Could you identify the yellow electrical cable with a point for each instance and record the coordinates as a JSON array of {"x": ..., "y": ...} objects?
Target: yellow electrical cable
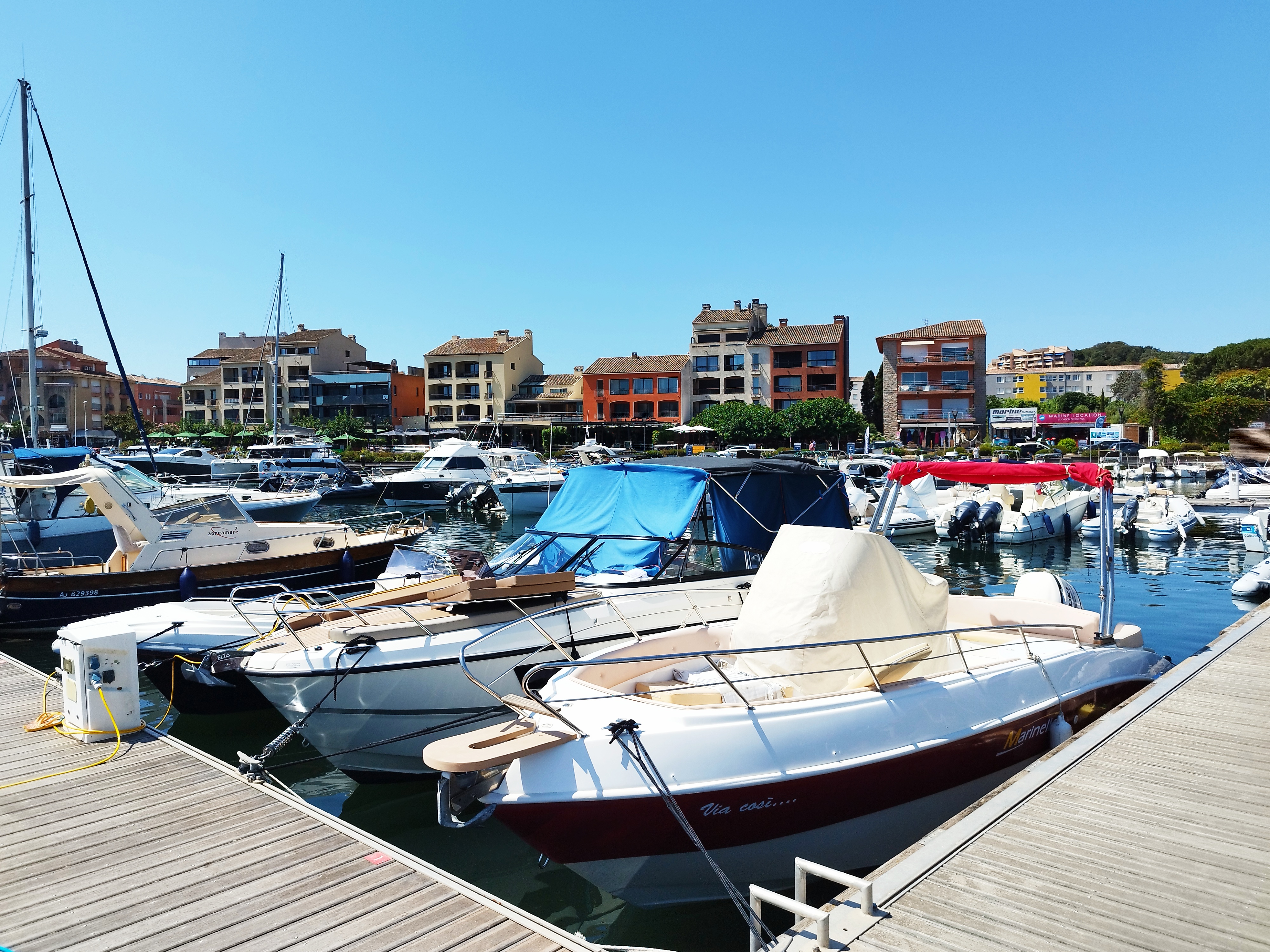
[{"x": 119, "y": 743}]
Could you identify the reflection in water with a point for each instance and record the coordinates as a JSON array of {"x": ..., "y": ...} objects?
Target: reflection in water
[{"x": 1178, "y": 593}]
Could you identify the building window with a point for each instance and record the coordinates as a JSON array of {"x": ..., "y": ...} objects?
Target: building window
[
  {"x": 705, "y": 365},
  {"x": 705, "y": 385}
]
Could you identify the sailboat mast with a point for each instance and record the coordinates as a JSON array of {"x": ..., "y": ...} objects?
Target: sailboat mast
[
  {"x": 277, "y": 341},
  {"x": 31, "y": 270}
]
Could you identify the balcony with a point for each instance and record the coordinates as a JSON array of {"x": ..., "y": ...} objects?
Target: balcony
[
  {"x": 957, "y": 357},
  {"x": 935, "y": 388}
]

---

• [Stated exercise]:
Reproduce only the lines from the one containing "Could you identify the balcony" through the end of the records, inclusive, with "balcony" renamed to "terrace" and everything else left unchanged.

• [Output for this exercise]:
Could you identify the terrace with a point for each instance and record the coordinates as a JSON array of {"x": ..., "y": ...} objects?
Target: terrace
[
  {"x": 957, "y": 357},
  {"x": 935, "y": 388}
]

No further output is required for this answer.